▶ [Task to complete] Set down the data again exactly. Pictures are not part of the copy.

▶ [Records supplied]

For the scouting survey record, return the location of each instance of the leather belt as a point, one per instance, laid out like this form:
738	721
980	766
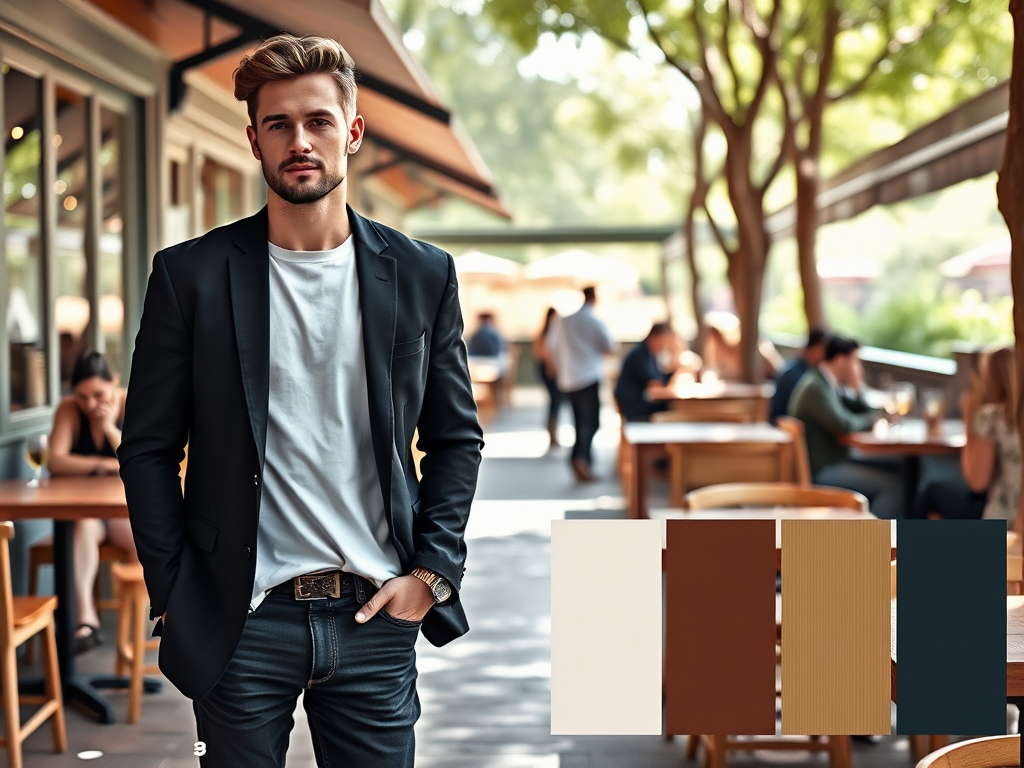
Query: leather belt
327	584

▶ [Solution for this task]
For the scouting survey record, return the location of each instance of the leather belt as a point, one per instance, laid out like this form:
738	721
980	766
Query: leather belt
327	584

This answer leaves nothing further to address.